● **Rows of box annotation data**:
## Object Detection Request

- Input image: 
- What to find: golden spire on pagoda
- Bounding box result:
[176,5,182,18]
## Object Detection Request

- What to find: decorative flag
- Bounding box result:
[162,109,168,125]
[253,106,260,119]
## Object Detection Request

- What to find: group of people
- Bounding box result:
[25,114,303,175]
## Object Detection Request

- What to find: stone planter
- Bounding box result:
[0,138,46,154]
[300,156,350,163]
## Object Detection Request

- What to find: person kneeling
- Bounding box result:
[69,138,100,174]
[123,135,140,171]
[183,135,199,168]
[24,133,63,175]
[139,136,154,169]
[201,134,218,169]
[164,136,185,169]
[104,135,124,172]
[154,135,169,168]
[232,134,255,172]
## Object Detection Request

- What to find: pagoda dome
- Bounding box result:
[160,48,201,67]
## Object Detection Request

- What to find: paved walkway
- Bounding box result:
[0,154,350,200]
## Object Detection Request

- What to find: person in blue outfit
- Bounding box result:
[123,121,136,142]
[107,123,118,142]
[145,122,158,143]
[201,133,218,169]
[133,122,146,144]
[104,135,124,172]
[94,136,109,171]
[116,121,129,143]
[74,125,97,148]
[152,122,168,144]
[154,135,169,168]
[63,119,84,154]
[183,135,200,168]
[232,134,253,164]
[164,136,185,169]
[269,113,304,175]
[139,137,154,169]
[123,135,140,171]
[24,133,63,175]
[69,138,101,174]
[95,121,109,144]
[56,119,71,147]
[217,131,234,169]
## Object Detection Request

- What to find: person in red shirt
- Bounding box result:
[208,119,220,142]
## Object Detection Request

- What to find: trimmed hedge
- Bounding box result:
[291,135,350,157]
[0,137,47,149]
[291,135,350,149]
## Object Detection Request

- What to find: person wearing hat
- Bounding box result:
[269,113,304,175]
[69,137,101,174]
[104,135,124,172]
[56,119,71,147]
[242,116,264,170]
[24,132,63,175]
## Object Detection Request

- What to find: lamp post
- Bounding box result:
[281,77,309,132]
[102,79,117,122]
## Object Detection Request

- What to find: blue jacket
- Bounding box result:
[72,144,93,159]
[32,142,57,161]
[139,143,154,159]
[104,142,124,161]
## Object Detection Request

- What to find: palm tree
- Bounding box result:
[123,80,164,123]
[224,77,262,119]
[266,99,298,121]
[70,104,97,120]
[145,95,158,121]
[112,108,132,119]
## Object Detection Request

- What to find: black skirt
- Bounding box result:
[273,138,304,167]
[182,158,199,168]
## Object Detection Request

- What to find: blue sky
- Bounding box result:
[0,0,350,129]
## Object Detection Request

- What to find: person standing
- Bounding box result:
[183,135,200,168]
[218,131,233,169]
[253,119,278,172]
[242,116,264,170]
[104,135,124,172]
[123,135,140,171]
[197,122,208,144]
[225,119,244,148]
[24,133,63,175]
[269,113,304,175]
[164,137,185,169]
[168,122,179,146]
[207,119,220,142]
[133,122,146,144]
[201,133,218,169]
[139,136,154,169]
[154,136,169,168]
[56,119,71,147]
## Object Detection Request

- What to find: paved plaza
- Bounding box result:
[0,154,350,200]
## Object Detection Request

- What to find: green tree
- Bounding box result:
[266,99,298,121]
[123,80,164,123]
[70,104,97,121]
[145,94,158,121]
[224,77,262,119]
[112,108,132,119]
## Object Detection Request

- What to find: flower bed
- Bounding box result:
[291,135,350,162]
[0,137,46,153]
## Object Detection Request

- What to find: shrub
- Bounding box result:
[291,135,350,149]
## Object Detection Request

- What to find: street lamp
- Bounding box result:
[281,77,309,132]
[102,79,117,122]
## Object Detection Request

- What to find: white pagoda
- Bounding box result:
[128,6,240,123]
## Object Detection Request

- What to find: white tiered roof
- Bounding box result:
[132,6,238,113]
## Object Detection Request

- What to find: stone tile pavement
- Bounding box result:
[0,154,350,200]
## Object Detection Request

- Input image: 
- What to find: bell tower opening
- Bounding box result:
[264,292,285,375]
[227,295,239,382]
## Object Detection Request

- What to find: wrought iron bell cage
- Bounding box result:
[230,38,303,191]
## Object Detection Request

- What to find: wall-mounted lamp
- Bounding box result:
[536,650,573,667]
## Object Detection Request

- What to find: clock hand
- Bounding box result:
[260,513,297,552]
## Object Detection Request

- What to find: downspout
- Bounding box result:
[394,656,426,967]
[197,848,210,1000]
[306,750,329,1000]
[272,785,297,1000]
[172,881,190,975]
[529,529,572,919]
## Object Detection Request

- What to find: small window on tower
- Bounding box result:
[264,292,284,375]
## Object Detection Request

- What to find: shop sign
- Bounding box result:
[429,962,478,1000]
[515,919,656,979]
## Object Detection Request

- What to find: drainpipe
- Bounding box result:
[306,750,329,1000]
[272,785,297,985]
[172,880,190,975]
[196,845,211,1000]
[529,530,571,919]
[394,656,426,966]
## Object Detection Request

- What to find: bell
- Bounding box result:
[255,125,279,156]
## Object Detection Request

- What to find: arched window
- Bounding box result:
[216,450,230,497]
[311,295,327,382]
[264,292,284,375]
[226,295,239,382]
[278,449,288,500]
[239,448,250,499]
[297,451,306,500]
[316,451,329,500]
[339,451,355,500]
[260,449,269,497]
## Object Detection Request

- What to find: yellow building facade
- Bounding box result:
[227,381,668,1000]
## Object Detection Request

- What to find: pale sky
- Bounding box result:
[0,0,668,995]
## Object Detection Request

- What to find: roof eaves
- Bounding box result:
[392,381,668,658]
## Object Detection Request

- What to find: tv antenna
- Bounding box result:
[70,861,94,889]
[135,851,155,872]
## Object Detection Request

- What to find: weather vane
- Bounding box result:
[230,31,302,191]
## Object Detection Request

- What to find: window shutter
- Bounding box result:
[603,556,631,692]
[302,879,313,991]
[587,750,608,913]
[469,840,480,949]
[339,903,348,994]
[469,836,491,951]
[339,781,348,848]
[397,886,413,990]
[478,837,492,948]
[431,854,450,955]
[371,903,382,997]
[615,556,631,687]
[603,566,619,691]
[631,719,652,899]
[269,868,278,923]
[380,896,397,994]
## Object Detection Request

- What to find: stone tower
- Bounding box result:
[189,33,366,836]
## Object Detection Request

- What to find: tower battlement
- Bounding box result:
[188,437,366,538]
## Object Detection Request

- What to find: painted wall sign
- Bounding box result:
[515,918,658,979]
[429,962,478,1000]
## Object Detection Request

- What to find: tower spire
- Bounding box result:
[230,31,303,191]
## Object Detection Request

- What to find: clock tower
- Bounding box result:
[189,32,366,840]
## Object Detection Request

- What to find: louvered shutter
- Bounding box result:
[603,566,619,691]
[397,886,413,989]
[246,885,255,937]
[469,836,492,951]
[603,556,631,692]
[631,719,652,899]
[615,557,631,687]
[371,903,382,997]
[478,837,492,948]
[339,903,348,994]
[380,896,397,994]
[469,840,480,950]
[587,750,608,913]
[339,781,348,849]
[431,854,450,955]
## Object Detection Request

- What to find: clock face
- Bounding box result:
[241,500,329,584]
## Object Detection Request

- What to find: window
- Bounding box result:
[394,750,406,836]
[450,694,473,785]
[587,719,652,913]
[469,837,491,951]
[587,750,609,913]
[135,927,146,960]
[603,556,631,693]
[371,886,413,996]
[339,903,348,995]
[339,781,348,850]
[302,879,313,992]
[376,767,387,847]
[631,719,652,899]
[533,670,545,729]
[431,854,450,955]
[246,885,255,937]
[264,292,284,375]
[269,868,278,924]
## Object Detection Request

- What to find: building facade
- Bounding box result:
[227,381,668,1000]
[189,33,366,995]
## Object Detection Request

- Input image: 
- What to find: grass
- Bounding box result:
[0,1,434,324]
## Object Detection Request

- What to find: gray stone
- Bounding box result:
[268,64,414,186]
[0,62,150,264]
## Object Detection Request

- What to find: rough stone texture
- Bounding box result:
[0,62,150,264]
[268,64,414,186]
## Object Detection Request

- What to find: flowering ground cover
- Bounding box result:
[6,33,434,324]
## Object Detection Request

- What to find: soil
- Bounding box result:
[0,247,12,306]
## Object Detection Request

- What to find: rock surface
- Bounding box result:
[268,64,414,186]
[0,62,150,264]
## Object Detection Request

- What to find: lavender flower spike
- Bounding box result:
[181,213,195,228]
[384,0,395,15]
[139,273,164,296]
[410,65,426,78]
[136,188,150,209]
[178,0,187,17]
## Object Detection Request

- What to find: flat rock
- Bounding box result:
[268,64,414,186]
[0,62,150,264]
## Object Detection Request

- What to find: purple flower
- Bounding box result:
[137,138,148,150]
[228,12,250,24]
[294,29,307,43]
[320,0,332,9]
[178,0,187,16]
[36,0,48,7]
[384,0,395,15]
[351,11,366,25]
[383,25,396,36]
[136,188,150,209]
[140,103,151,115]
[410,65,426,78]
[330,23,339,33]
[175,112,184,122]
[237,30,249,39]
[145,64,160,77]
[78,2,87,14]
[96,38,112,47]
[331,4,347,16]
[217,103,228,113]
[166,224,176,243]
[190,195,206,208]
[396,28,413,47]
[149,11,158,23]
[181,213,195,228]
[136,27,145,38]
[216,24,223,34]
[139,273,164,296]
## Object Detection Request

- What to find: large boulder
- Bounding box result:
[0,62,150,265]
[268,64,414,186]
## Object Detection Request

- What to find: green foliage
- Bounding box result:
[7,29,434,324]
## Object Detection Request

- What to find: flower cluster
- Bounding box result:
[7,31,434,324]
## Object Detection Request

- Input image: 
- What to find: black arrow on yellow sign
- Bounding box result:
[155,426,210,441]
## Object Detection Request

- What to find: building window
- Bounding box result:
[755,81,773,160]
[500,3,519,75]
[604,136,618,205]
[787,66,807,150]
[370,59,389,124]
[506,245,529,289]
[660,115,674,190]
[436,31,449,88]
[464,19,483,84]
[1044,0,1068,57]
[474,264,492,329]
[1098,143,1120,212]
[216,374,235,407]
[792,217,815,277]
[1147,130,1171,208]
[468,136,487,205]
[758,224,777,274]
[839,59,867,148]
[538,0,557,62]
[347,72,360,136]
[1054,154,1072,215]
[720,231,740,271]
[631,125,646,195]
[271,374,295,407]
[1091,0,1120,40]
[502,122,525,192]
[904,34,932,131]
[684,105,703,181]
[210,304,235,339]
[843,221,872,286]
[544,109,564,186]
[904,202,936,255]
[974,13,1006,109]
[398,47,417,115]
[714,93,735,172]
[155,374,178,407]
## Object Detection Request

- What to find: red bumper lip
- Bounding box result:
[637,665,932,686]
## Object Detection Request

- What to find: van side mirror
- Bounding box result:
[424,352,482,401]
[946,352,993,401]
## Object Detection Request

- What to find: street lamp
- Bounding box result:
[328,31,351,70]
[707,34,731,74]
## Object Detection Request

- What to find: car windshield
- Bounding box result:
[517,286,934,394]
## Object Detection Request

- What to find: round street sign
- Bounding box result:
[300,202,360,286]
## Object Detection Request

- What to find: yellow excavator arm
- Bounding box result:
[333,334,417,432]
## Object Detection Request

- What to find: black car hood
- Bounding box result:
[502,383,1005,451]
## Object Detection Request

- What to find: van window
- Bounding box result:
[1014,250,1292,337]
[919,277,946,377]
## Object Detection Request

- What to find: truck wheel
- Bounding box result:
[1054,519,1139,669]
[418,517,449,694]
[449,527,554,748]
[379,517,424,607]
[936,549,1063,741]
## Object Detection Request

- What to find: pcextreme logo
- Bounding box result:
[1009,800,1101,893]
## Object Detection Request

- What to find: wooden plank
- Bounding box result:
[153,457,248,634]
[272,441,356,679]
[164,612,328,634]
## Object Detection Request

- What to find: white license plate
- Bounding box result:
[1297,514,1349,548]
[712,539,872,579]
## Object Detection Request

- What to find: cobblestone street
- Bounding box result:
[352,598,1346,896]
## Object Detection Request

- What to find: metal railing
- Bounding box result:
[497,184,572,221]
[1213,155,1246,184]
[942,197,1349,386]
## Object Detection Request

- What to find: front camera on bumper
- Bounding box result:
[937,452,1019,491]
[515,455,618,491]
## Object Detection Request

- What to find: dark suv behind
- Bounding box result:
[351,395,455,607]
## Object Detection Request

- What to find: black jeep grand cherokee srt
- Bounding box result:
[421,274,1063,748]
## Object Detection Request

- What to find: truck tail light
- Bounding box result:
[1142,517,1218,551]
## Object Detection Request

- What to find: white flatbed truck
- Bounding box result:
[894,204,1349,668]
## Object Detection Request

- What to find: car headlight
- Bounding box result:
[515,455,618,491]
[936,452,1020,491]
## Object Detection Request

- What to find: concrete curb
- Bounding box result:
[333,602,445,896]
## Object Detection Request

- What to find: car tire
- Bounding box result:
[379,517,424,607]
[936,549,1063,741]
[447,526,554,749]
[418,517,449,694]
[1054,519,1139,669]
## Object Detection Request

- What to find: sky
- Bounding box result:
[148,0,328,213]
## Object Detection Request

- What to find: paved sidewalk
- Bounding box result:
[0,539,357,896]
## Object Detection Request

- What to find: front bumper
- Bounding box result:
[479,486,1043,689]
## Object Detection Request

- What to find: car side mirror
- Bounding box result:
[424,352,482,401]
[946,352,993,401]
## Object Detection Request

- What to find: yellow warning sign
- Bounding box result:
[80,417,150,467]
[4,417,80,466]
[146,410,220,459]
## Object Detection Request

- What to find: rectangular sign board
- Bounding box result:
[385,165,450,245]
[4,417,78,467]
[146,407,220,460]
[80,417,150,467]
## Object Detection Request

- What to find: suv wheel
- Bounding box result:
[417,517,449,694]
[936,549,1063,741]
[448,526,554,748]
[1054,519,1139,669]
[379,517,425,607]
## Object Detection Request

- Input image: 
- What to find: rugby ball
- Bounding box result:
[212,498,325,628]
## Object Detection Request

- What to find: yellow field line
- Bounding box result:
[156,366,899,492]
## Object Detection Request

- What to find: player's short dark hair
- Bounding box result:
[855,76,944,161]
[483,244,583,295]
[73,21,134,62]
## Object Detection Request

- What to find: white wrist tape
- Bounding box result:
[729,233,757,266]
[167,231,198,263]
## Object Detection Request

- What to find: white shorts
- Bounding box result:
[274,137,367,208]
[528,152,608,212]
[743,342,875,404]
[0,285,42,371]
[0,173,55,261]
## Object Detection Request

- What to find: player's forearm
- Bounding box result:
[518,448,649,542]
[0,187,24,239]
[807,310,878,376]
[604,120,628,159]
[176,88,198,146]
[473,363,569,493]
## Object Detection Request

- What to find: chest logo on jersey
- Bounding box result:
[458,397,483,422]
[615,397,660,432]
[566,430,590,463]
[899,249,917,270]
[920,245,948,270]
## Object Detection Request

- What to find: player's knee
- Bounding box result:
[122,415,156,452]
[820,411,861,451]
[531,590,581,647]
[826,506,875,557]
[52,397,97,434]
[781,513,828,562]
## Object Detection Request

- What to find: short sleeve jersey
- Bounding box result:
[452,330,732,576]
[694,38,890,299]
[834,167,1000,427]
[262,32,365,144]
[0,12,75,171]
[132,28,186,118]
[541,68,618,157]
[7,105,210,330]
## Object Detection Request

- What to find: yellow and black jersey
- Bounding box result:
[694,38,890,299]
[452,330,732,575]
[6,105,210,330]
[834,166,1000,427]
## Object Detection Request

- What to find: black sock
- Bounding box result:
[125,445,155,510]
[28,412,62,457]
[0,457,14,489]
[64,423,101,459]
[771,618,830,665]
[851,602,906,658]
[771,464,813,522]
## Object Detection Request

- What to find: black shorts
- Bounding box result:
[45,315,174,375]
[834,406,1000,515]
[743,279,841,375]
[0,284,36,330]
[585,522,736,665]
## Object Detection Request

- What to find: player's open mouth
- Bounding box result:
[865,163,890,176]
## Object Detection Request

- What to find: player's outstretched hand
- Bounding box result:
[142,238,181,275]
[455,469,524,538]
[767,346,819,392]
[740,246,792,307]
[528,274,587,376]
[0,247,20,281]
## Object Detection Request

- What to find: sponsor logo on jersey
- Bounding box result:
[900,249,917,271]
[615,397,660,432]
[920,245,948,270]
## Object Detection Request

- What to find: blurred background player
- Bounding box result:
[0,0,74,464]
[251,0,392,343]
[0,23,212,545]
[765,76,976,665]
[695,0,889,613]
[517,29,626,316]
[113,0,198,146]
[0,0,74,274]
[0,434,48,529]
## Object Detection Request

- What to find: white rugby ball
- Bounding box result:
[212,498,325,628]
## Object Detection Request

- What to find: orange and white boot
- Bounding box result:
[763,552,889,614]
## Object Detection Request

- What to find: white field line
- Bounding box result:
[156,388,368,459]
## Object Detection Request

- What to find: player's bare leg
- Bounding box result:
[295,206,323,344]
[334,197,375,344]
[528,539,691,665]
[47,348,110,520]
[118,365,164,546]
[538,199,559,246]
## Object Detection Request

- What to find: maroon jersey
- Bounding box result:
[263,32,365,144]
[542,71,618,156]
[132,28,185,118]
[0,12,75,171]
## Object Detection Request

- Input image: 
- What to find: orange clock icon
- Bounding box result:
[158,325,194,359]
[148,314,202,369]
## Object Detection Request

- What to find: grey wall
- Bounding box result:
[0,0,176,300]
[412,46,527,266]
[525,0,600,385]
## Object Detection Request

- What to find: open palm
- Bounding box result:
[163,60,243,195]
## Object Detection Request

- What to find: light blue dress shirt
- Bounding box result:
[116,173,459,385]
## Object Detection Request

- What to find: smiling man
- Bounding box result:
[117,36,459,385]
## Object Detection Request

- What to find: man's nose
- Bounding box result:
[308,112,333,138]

● **What you have to do**: Quote the data verbatim, beginning at its first line and ending with the line that contains "[253,106,260,119]", with both of those lines included.

● **Answer for the task**:
## Object Detection Request

- Input image: 
- What to find: golden spire on pagoda
- Bounding box result:
[176,5,182,18]
## Object Detection Request

- What to find: decorative flag
- Bounding box result:
[162,109,168,125]
[253,106,260,119]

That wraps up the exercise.